Stated problem: Output, word for word, the line that contains "Pin the yellow" and all lines following it to the end of the listing. Drop the pictures.

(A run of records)
§ §
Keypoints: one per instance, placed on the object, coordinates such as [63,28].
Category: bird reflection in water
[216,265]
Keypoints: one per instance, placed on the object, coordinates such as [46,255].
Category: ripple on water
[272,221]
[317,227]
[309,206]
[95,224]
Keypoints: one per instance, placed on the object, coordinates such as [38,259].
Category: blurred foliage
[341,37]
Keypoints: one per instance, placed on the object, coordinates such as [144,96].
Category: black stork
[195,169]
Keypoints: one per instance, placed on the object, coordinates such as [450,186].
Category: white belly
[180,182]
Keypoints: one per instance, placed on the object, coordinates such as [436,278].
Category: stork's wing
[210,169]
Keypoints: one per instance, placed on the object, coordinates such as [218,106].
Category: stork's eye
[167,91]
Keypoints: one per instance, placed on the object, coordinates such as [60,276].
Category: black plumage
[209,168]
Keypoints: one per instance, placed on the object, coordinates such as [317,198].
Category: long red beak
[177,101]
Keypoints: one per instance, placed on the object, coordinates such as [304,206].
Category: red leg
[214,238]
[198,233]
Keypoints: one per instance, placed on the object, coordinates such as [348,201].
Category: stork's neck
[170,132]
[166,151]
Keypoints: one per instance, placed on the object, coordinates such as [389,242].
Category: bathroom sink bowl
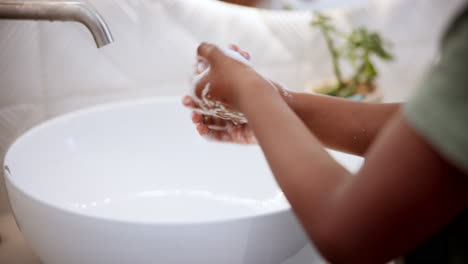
[134,183]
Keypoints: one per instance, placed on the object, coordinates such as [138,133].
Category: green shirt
[439,112]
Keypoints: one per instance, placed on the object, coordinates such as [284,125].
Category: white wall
[50,68]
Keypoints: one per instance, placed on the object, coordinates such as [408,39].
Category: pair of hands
[226,78]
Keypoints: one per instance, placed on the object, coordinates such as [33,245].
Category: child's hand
[223,79]
[214,127]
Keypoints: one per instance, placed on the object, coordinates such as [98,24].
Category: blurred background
[47,69]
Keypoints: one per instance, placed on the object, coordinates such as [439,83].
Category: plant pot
[373,95]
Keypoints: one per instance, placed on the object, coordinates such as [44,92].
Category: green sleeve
[439,108]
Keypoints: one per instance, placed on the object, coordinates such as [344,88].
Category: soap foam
[212,107]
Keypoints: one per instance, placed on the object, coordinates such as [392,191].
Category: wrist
[252,91]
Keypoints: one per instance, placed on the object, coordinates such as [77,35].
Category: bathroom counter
[13,248]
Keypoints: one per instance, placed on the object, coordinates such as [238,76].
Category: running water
[211,107]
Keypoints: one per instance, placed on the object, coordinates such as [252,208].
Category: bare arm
[340,124]
[403,194]
[378,214]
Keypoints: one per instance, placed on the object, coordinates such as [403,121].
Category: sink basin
[134,183]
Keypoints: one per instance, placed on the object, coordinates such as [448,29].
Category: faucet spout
[59,11]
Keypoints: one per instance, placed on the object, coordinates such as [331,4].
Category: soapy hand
[216,128]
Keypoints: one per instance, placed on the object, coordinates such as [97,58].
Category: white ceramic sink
[134,183]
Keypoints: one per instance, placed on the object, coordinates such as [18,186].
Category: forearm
[303,169]
[341,124]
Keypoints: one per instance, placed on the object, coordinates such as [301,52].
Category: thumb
[211,53]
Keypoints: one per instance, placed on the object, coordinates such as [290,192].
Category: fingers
[189,102]
[210,52]
[244,54]
[201,65]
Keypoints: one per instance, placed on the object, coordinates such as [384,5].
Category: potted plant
[358,49]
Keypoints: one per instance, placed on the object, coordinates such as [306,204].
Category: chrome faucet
[59,11]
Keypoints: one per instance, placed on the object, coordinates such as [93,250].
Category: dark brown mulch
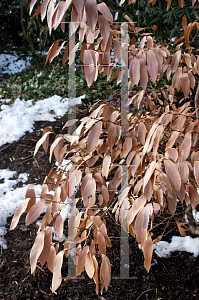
[174,278]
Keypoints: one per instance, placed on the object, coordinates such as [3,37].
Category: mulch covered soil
[174,278]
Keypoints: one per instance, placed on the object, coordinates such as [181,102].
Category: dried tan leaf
[196,171]
[51,259]
[137,206]
[89,265]
[36,250]
[193,195]
[127,146]
[91,14]
[81,260]
[105,272]
[143,74]
[185,146]
[103,8]
[149,173]
[175,61]
[172,139]
[173,175]
[173,154]
[148,252]
[141,133]
[104,27]
[89,65]
[105,165]
[93,136]
[46,142]
[58,225]
[30,193]
[57,277]
[47,245]
[178,124]
[60,10]
[88,193]
[34,212]
[18,213]
[79,5]
[134,71]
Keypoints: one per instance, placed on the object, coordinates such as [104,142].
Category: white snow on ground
[18,118]
[11,63]
[178,243]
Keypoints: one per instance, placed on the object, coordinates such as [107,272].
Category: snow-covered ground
[19,118]
[11,63]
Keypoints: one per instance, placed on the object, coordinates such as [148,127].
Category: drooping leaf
[57,277]
[106,165]
[81,260]
[30,193]
[51,259]
[34,212]
[93,136]
[105,273]
[36,250]
[18,213]
[89,265]
[152,64]
[41,141]
[58,226]
[193,195]
[148,252]
[47,245]
[173,175]
[185,146]
[91,14]
[196,171]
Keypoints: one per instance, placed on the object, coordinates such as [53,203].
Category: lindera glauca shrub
[157,146]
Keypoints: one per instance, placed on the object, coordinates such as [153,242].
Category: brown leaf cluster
[155,155]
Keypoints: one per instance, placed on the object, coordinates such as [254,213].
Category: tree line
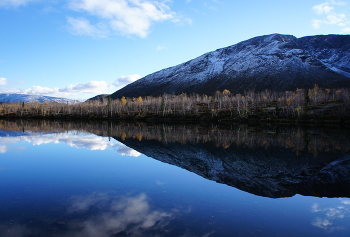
[301,103]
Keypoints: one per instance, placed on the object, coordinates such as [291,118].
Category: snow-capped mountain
[275,62]
[15,98]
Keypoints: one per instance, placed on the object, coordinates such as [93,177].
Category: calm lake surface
[100,180]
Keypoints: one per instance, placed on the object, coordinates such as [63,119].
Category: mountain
[276,62]
[15,98]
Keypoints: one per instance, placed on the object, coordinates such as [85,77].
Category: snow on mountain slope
[269,172]
[14,98]
[276,62]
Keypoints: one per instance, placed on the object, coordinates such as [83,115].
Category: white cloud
[160,47]
[126,17]
[81,26]
[331,17]
[15,3]
[125,80]
[3,148]
[76,91]
[89,87]
[345,31]
[322,8]
[316,23]
[3,81]
[126,151]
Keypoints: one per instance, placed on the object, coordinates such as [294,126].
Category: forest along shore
[316,105]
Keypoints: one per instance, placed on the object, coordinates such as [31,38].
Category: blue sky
[81,48]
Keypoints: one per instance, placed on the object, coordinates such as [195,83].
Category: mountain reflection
[329,218]
[266,161]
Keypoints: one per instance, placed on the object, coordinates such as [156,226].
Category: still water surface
[64,180]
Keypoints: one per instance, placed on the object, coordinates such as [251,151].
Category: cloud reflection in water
[73,139]
[132,215]
[331,215]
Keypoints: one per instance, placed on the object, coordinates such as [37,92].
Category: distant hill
[15,98]
[98,97]
[276,62]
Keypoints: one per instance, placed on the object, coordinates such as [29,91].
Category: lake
[106,179]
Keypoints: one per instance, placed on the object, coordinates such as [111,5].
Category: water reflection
[102,215]
[330,218]
[266,161]
[130,215]
[72,138]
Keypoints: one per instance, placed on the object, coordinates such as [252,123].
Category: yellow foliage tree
[123,101]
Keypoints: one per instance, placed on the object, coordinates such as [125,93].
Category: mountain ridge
[275,62]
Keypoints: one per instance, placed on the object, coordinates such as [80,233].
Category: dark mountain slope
[275,62]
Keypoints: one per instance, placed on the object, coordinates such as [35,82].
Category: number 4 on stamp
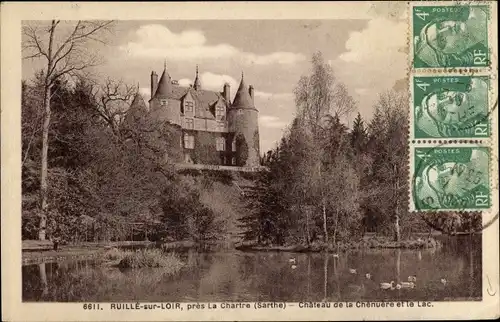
[450,36]
[451,178]
[450,107]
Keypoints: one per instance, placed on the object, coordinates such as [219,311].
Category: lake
[269,276]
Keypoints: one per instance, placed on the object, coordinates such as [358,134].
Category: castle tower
[197,83]
[164,88]
[137,110]
[154,82]
[162,106]
[243,122]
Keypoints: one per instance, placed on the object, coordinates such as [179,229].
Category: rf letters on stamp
[451,36]
[249,161]
[447,107]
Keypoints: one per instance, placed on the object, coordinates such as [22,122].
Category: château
[211,130]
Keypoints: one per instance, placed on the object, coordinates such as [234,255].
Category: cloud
[279,96]
[378,53]
[145,92]
[157,41]
[361,91]
[271,122]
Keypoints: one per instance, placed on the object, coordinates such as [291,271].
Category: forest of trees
[329,183]
[88,174]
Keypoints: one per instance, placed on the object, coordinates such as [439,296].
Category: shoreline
[95,250]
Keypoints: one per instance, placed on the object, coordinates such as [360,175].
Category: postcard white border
[12,307]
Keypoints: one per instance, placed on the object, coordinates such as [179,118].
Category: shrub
[151,258]
[113,254]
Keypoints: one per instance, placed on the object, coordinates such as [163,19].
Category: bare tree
[64,54]
[113,100]
[317,97]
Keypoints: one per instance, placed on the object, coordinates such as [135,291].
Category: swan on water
[407,284]
[385,285]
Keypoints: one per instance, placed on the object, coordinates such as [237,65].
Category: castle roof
[137,109]
[204,100]
[164,85]
[242,98]
[197,82]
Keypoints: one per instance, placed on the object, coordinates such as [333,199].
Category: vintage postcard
[247,161]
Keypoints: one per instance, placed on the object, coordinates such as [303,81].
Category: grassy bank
[91,251]
[143,258]
[370,243]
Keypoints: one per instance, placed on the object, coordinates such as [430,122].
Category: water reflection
[269,277]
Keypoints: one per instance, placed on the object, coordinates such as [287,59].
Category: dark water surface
[269,276]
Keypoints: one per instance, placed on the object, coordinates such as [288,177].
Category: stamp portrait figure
[457,109]
[451,37]
[452,179]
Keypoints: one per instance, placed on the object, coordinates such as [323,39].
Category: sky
[367,54]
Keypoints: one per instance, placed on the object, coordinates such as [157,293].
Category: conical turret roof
[242,98]
[164,85]
[137,109]
[197,83]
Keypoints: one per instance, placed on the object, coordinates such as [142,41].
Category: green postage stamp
[450,107]
[450,36]
[451,178]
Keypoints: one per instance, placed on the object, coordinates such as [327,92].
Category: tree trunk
[307,227]
[336,227]
[45,137]
[325,278]
[44,168]
[397,234]
[325,230]
[398,265]
[43,279]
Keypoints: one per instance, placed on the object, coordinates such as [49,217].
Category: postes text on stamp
[451,178]
[450,36]
[450,107]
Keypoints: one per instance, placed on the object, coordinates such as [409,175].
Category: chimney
[227,92]
[154,83]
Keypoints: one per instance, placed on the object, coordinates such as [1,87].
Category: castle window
[189,124]
[220,144]
[219,112]
[189,107]
[188,141]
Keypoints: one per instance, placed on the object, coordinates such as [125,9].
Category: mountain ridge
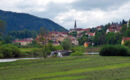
[21,21]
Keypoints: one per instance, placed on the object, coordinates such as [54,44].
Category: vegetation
[66,44]
[127,43]
[78,51]
[68,68]
[21,21]
[114,50]
[9,51]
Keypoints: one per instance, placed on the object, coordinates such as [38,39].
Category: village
[73,35]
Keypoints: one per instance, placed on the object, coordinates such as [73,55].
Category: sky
[87,13]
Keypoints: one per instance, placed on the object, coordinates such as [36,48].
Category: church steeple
[75,25]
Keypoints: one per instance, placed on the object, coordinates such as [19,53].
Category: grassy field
[68,68]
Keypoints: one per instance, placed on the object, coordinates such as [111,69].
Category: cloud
[94,17]
[88,13]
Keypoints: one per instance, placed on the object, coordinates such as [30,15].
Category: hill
[20,21]
[68,68]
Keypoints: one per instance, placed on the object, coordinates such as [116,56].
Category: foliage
[100,38]
[127,43]
[83,39]
[78,51]
[66,44]
[127,33]
[68,68]
[113,38]
[21,21]
[37,52]
[114,50]
[9,51]
[73,34]
[2,26]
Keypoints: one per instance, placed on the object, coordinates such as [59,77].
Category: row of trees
[101,38]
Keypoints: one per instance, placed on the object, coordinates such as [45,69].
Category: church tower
[75,25]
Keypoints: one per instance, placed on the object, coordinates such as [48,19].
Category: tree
[124,28]
[127,33]
[100,38]
[73,34]
[66,44]
[2,26]
[113,38]
[83,39]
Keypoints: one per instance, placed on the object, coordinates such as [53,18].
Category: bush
[114,50]
[9,51]
[127,43]
[37,52]
[77,53]
[66,44]
[1,55]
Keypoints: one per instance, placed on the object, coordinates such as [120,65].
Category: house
[114,28]
[23,42]
[124,40]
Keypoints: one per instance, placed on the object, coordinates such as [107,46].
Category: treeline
[101,38]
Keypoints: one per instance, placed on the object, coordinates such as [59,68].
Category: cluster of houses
[57,37]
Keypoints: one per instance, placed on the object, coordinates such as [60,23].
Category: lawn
[68,68]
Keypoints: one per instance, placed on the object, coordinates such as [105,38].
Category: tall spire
[128,23]
[75,25]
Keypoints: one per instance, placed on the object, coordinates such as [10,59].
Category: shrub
[66,44]
[127,43]
[114,50]
[10,51]
[37,52]
[77,53]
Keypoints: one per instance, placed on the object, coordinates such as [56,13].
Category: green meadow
[88,67]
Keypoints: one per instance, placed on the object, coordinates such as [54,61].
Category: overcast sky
[88,13]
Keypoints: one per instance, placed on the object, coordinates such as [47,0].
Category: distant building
[114,28]
[124,40]
[23,42]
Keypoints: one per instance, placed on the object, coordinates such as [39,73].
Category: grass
[24,50]
[68,68]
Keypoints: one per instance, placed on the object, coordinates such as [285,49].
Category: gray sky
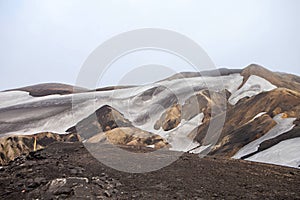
[48,40]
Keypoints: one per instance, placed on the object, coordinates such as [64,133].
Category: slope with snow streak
[283,125]
[55,113]
[286,153]
[252,87]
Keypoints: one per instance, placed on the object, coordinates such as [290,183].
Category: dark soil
[67,170]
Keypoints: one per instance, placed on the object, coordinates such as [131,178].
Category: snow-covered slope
[252,87]
[143,106]
[283,125]
[285,153]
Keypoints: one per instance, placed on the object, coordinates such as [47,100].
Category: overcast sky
[48,40]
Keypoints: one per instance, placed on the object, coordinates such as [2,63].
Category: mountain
[259,108]
[45,89]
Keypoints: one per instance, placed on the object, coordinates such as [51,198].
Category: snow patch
[286,153]
[252,87]
[283,125]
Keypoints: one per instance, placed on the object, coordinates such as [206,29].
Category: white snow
[283,125]
[286,153]
[178,138]
[253,86]
[258,115]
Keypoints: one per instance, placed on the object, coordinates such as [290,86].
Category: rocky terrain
[68,171]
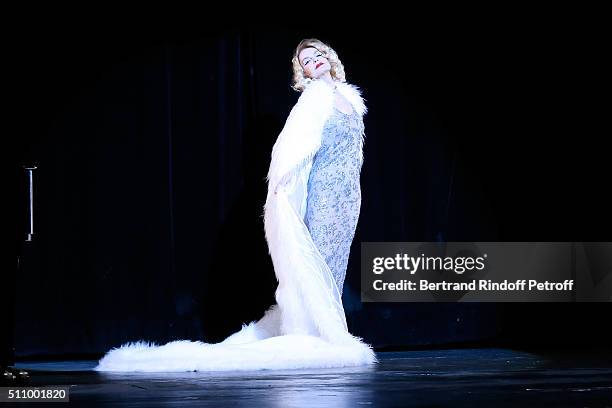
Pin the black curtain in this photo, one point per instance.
(152, 149)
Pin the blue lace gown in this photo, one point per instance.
(334, 191)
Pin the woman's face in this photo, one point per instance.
(313, 62)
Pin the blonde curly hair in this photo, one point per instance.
(299, 79)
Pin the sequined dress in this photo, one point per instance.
(334, 191)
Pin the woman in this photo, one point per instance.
(310, 216)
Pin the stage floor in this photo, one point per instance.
(490, 377)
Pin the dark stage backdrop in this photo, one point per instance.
(153, 146)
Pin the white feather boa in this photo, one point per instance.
(307, 327)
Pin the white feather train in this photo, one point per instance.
(307, 327)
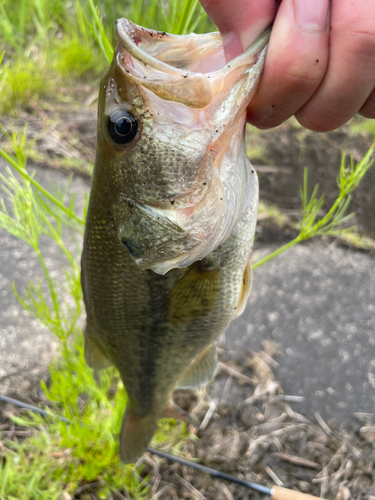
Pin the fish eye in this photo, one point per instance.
(122, 126)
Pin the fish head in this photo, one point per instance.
(170, 144)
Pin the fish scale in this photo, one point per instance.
(163, 278)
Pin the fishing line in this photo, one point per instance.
(275, 493)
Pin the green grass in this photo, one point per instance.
(93, 403)
(49, 45)
(362, 125)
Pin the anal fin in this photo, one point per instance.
(93, 355)
(201, 370)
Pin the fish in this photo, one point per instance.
(171, 217)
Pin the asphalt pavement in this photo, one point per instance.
(316, 301)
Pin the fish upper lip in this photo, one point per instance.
(126, 28)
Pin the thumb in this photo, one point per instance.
(240, 21)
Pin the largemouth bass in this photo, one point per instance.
(171, 217)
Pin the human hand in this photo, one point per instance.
(320, 63)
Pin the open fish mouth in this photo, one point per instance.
(183, 68)
(193, 108)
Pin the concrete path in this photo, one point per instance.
(317, 302)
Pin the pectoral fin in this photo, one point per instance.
(93, 355)
(201, 370)
(245, 290)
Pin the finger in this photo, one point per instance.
(296, 61)
(368, 109)
(350, 77)
(239, 22)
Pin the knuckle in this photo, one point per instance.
(357, 35)
(301, 78)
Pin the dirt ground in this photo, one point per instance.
(262, 437)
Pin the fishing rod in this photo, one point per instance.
(275, 492)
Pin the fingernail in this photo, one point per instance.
(232, 46)
(312, 14)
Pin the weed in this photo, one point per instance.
(350, 176)
(87, 449)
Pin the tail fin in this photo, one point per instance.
(136, 433)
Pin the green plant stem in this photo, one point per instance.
(40, 188)
(278, 252)
(54, 298)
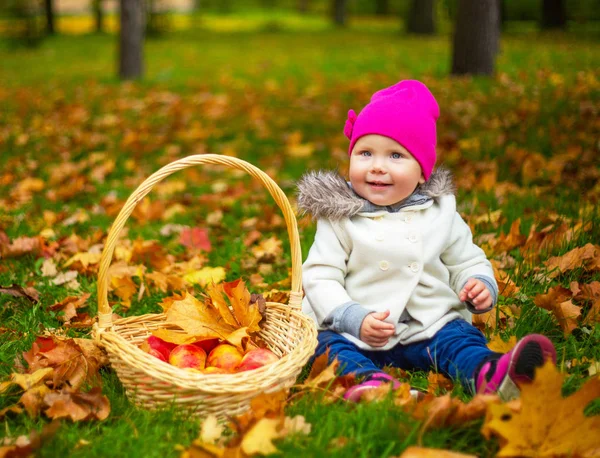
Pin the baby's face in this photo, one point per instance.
(383, 171)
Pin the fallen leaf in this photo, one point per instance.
(205, 276)
(423, 452)
(547, 424)
(65, 277)
(211, 431)
(259, 439)
(557, 300)
(15, 290)
(195, 238)
(437, 381)
(578, 257)
(76, 405)
(69, 306)
(500, 346)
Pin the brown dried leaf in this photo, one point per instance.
(557, 300)
(69, 306)
(578, 257)
(546, 424)
(77, 406)
(246, 313)
(423, 452)
(500, 346)
(198, 319)
(18, 291)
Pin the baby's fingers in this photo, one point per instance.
(466, 292)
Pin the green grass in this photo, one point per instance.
(245, 92)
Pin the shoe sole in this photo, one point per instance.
(530, 353)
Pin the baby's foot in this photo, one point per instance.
(505, 375)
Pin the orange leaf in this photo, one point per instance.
(423, 452)
(578, 257)
(77, 406)
(547, 425)
(246, 313)
(198, 319)
(557, 300)
(195, 238)
(500, 346)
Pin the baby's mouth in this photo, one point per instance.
(378, 184)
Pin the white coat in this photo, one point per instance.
(413, 262)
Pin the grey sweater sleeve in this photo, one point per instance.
(491, 284)
(347, 317)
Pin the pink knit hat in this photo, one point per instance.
(405, 112)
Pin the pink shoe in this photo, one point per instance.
(374, 381)
(503, 376)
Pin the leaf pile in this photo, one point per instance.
(229, 313)
(253, 432)
(58, 369)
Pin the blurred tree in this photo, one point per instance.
(476, 37)
(382, 7)
(157, 19)
(49, 16)
(554, 14)
(98, 15)
(302, 6)
(29, 27)
(131, 42)
(339, 12)
(421, 17)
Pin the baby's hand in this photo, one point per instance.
(477, 294)
(376, 332)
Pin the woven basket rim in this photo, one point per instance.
(153, 366)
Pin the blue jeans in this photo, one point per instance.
(456, 350)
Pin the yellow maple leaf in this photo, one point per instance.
(205, 276)
(500, 346)
(546, 425)
(424, 452)
(198, 319)
(246, 314)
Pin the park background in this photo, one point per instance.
(271, 82)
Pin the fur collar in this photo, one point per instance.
(325, 194)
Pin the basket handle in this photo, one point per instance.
(105, 311)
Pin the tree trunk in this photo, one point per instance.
(382, 7)
(502, 13)
(131, 39)
(339, 12)
(554, 14)
(50, 17)
(99, 16)
(476, 37)
(421, 17)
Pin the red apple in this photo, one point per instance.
(225, 357)
(158, 355)
(257, 358)
(188, 357)
(214, 370)
(161, 346)
(207, 345)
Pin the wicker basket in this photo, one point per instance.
(152, 383)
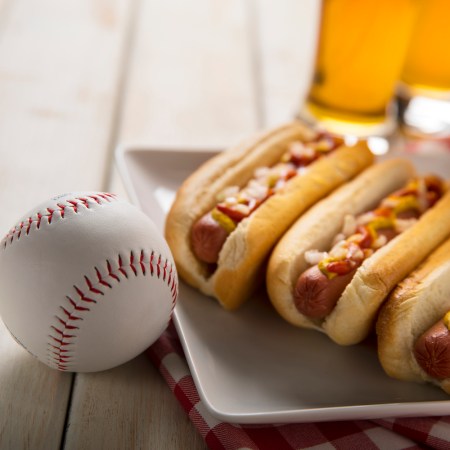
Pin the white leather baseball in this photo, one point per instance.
(87, 282)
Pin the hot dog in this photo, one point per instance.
(413, 325)
(228, 214)
(336, 265)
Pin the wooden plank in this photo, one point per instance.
(284, 36)
(128, 407)
(190, 83)
(191, 80)
(60, 65)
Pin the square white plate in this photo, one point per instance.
(250, 366)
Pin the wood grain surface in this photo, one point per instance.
(78, 78)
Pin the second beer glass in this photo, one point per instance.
(361, 50)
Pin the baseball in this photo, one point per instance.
(87, 282)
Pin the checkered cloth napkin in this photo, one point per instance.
(390, 434)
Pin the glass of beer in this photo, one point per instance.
(361, 50)
(424, 90)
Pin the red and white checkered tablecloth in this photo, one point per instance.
(390, 434)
§ §
Complete output:
Pin the yellow maple leaf in this photo, one point per instance.
(205, 276)
(500, 346)
(546, 425)
(424, 452)
(198, 319)
(246, 314)
Pin the park background in this photo, one point per instance.
(271, 82)
Pin the fur collar in this photo, one point per instance.
(325, 194)
Pin the basket handle in this photo, one point per instance.
(105, 311)
Pin the tree trunk in this photo, one point per instance.
(382, 7)
(502, 13)
(131, 39)
(339, 12)
(554, 14)
(50, 17)
(99, 16)
(476, 37)
(421, 17)
Pin the red apple in this photo, one point per instance.
(225, 357)
(158, 355)
(257, 358)
(188, 357)
(214, 370)
(161, 346)
(207, 345)
Pin the wicker basket in this photo, one point per instance.
(152, 383)
Pin the white leather baseball in this photo, one point per instance.
(87, 282)
Pin the hot dog in this photo, one point per instance.
(413, 325)
(228, 214)
(336, 265)
Pin the wooden plank in this photo, one point per instance.
(284, 36)
(128, 407)
(190, 83)
(191, 80)
(60, 65)
Pin the square white plate in this photo, one point per instance.
(250, 366)
Pin the wood grain surface in this photo, one point per instance.
(78, 78)
Pin the second beer glass in this photo, one point per instance.
(361, 50)
Pin the baseball in this photo, one point per instance.
(87, 282)
Pin the checkered cloth napkin in this photo, one point per instance.
(390, 434)
Pin the glass of beer in this photo, one point per instance.
(361, 50)
(424, 90)
Pin the red and white checkered tablecloth in this photo, one point per instance.
(390, 434)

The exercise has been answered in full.